▶ **To do**
What follows is a set of records, each of which is to be written out exactly.

***** Material for this exercise

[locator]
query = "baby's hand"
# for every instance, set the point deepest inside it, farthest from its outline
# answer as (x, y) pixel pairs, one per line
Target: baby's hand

**********

▶ **Response to this task**
[locator]
query = "baby's hand"
# for every instance, set the point deepest inside it, farthest from its outline
# answer as (x, y) pixel pairs, one per line
Target: baby's hand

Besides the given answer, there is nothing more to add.